*** TEXT PASSAGE ***
Accepted norms of sexual behavior and attitudes vary greatly within and among different cultures. Health care practitioners should never be judgmental of sexual behaviors, even under societal pressure. Generally, what is normal and abnormal cannot be defined medically. However, when sexual behavior or difficulties bother a patient or the patient’s partner or cause harm, treatment is warranted.

Societal attitudes about sexuality also change with time, as has occurred with the following:

  • Masturbation: Once widely regarded as a perversion and a cause of mental disorders, masturbation is now recognized as a normal sexual activity throughout life. It is considered abnormal only when it inhibits partner-oriented behavior, is done in public, or is sufficiently compulsive to cause distress. About 97% of males and 80% of females masturbate. Although masturbation is harmless, guilt created by the disapproval and punitive attitudes of other people may cause considerable distress and impair sexual performance. Masturbation often continues at some level even in a sexually healthy relationship.

  • Homosexuality: Homosexuality has not been considered a disorder by the American Psychiatric Association for > 3 decades. About 4 to 5% of the population identify themselves as exclusively homosexual for their entire lives. Like heterosexuality, homosexuality results from complex biologic and environmental factors leading to an ability to become sexually aroused by people of the same sex. Like heterosexuality, homosexuality is not a matter of choice.
*** End of TEXT PASSAGE ***
** EXERCISE REQUIREMENTS **
- A) In the passage on sexual behavior, rewrite the paragraph beginning "Masturbation: Once widely regarded" as a short bulleted list that keeps its main facts.
- B) Using the passage on sexual behavior, decide whether each statement agrees with it. Answer yes or no for each, and quote the words that decide it.
(i) About 80% of females masturbate.
(ii) Masturbation usually stops once a person is in a sexually healthy relationship.
(iii) Medicine can generally define what is normal and abnormal in sexual behavior.
- C) Continue the passage on sexual behavior from the point where it ends.
*** DATA SHOWN ***
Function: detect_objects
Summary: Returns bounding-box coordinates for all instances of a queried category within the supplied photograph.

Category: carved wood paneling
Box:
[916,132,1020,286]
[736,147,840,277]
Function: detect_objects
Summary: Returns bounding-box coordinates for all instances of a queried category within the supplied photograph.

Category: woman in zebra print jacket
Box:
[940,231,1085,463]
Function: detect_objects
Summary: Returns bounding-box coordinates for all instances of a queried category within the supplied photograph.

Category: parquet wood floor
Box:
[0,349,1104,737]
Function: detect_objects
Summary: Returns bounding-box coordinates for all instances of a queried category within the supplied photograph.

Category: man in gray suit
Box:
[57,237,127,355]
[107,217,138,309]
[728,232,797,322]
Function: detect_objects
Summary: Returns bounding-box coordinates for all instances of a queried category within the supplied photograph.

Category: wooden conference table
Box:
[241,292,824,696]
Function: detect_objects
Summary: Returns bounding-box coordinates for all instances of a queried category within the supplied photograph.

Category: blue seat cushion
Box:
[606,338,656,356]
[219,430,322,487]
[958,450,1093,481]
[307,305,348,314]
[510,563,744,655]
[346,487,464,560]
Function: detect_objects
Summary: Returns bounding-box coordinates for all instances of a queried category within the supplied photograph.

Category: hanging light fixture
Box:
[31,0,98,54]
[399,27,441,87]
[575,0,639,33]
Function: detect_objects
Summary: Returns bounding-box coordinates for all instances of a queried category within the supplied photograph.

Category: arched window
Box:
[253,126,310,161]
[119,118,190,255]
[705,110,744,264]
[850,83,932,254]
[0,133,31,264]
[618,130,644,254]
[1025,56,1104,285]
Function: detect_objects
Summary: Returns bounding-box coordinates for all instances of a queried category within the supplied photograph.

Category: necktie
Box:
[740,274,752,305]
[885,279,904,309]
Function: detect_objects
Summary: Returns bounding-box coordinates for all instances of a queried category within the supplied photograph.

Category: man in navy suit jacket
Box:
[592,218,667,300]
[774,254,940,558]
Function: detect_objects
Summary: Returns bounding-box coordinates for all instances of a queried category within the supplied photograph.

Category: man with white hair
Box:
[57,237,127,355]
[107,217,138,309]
*** End of DATA SHOWN ***
** RESPONSES IN ORDER **
- A)
- Masturbation was once widely seen as a perversion and a cause of mental disorders. It is now recognized as a normal sexual activity throughout life.
- It is considered abnormal only if it inhibits partner-oriented behavior, is done in public, or is compulsive enough to cause distress.
- About 97% of males and 80% of females masturbate.
- It is harmless. However, guilt caused by other people's disapproval and punitive attitudes can cause considerable distress and impair sexual performance.
- It often continues at some level even in a sexually healthy relationship.

- B)
(i) Yes: "About 97% of males and 80% of females masturbate."
(ii) No: "Masturbation often continues at some level even in a sexually healthy relationship."
(iii) No: "Generally, what is normal and abnormal cannot be defined medically."

- C)
  • Promiscuity: Frequent sexual activity with many partners, often involving anonymous or one-time-only encounters, may indicate a diminished capacity for intimacy. However, promiscuity is not in itself evidence of a psychosexual disorder. Casual sex is common, although the fear of AIDS, herpes simplex infections, and other sexually transmitted diseases has resulted in a decrease.

  • Extramarital sex: Most cultures discourage extramarital sexual activity but accept premarital or nonmarital sexual activity as normal. In the US, most people engage in sexual activity before marriage or without marriage as part of the trend toward more sexual freedom in developed countries. Extramarital sex occurs frequently among married people despite social taboos. This behavior has the potential to pass diseases to unsuspecting spouses.

Accepted norms of sexual behavior and attitudes are influenced greatly by parents. A forbidding, puritanical rejection of physical affection, including touching, by a parent engenders guilt and shame in children and inhibits their capacity for enjoying sex and developing healthy intimate relationships as adults. Relations with parents may be damaged by excessive emotional distance, by punitive behaviors, or by overt seductiveness and sexual exploitation. Children exposed to verbal and physical hostility, rejection, and cruelty are likely to develop problems with sexual and emotional intimacy. For example, love and sexual arousal may become dissociated, so that although emotional bonds can be formed with people from the same social class or intellectual circle, sexual relationships can be formed only with those for whom there is no emotional intimacy, typically those who are perceived to be of a lower class or in some way depreciated (eg, prostitutes, anonymous partners).

Well-informed health care practitioners can offer sensitive, disciplined advice on sexuality and should not miss opportunities for helpful intervention. Behaviors that place patients at risk of sexually transmitted diseases must be addressed. Practitioners have an opportunity to recognize and address psychosexual issues, including sexual dysfunction (see Overview of Male Sexual Function and Sexual Dysfunction in Women), gender identity problems, and paraphilias.